• [PROVIDED ENTRIES]

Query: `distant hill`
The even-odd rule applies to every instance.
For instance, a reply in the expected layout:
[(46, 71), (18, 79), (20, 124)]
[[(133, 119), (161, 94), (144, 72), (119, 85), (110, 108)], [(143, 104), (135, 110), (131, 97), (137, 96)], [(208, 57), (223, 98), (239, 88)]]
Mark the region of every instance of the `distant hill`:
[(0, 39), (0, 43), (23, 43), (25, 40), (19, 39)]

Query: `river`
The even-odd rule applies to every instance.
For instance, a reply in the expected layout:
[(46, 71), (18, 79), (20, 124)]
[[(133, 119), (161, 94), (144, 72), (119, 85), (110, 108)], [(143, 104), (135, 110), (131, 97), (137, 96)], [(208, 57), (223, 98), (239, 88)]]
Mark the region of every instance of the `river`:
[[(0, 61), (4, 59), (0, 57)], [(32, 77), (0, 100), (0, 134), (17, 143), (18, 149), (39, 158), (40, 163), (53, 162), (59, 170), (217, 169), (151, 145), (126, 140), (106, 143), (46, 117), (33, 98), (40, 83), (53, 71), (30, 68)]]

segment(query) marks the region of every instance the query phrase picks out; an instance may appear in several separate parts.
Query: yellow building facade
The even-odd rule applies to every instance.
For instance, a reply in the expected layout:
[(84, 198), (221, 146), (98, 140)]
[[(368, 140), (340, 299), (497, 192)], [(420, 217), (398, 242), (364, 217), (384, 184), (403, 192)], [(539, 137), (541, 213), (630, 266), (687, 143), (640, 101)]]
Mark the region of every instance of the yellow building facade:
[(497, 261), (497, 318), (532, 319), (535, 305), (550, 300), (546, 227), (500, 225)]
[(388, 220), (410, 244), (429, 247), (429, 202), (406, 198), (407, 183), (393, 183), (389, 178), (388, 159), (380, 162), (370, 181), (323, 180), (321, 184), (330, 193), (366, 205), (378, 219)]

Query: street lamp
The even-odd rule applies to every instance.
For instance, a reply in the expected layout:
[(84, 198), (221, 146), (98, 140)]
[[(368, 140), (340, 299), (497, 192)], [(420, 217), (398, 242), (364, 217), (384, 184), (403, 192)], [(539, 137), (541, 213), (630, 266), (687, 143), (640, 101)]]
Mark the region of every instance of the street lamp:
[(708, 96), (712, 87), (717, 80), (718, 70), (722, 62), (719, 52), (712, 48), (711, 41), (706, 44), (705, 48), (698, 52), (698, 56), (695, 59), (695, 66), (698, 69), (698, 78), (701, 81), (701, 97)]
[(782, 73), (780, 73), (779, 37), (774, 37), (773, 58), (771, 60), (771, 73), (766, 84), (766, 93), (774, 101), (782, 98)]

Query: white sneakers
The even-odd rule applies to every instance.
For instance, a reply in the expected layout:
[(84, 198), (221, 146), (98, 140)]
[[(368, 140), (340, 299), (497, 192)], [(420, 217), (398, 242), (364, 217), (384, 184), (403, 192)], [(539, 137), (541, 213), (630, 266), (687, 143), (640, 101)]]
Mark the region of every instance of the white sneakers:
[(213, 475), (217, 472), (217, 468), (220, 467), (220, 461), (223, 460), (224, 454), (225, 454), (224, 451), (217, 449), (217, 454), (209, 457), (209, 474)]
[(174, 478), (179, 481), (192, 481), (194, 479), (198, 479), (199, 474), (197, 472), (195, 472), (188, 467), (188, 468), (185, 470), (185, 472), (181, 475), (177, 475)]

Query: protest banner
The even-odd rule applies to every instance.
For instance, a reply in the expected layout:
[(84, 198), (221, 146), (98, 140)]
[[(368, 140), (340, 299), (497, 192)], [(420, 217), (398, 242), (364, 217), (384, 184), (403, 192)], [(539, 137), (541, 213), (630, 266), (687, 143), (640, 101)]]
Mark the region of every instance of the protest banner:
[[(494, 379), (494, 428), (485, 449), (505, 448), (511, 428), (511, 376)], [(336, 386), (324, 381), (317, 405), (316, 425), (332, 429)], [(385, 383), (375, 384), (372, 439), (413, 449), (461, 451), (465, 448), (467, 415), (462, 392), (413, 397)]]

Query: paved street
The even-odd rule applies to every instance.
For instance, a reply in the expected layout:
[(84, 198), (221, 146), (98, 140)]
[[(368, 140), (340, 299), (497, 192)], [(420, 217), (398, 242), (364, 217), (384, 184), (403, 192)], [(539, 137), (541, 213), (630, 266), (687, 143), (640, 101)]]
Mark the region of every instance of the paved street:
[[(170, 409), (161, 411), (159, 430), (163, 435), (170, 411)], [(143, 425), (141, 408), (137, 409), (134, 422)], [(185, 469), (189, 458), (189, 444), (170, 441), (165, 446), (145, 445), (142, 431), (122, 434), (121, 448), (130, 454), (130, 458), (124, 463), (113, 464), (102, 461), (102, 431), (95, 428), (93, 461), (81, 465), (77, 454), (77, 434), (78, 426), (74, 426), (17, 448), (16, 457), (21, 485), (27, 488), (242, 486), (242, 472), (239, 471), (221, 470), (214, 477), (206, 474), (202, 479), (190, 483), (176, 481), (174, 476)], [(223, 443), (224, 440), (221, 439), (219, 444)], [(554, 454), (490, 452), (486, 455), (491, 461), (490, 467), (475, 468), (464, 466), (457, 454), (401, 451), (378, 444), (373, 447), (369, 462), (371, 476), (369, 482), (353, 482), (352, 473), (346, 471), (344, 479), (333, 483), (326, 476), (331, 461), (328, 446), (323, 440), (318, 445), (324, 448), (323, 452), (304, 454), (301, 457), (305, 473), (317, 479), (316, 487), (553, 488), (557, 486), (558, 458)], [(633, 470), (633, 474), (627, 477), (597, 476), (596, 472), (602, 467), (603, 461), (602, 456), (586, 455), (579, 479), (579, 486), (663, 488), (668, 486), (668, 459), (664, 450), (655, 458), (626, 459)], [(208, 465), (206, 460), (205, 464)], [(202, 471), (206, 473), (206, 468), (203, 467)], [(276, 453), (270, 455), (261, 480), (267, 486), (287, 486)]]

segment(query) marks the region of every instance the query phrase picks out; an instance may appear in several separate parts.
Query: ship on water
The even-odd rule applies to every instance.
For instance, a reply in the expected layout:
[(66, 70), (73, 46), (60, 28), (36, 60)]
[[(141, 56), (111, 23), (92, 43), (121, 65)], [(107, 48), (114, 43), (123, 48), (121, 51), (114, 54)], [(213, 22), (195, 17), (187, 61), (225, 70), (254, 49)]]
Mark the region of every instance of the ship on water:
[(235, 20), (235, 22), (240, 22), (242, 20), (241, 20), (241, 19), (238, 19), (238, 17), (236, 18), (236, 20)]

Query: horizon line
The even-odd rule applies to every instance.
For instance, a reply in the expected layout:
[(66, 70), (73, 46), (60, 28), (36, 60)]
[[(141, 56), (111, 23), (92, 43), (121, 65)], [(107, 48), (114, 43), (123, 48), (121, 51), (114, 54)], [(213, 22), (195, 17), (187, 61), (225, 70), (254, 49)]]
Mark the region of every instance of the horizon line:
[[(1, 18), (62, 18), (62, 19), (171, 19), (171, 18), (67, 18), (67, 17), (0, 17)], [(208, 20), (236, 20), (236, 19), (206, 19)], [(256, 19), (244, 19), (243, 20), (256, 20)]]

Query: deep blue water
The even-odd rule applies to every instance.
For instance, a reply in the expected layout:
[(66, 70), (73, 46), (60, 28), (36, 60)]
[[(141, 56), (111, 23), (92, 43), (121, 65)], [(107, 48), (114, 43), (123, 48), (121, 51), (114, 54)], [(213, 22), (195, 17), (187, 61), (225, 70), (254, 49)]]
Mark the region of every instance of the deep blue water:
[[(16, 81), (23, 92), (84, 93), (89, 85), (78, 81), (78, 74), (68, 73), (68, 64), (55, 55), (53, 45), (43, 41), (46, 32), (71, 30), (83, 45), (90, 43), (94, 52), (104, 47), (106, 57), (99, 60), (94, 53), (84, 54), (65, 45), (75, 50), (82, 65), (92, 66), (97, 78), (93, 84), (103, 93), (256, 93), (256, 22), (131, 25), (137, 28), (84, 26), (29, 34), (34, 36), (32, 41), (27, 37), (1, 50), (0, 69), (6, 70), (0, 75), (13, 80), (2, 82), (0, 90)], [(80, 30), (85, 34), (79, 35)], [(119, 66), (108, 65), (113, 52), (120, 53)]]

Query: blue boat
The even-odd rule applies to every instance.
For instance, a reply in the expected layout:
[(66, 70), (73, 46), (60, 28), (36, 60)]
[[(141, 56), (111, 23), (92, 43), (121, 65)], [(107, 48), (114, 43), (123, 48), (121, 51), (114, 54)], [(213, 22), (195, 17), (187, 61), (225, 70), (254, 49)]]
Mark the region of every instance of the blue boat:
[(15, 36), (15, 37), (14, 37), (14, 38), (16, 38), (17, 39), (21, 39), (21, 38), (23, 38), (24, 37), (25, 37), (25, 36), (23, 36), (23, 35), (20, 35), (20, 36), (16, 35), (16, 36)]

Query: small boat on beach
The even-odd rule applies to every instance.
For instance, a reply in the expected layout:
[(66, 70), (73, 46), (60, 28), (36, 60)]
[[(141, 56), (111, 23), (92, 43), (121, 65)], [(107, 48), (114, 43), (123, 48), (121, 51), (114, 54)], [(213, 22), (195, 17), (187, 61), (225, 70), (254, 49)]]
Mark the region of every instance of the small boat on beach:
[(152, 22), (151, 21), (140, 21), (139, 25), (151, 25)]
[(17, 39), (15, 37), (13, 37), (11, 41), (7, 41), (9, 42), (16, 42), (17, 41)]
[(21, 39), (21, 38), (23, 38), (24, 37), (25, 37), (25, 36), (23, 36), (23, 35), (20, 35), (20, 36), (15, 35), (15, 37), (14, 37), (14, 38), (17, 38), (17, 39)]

• [YOUR GOAL]
Quote the entries from the line containing "Query: small boat on beach" through the end of the entries, without alteration.

• [ANSWER TO THIS PROBLEM]
Query: small boat on beach
The even-odd rule applies to every instance.
For instance, a reply in the expected layout:
[(66, 70), (73, 46), (60, 28), (36, 60)]
[[(141, 56), (111, 23), (92, 43), (121, 65)], [(107, 48), (114, 43), (123, 48), (121, 51), (114, 54)], [(213, 22), (195, 17), (187, 61), (225, 70), (254, 49)]]
Mark the region of every instance of the small boat on beach:
[(152, 22), (151, 21), (140, 21), (139, 25), (151, 25)]
[(17, 39), (15, 37), (13, 37), (11, 41), (7, 41), (9, 42), (16, 42), (17, 41)]
[(21, 39), (21, 38), (23, 38), (24, 37), (25, 37), (25, 36), (23, 36), (23, 35), (20, 35), (20, 36), (15, 35), (15, 37), (14, 37), (14, 38), (17, 38), (17, 39)]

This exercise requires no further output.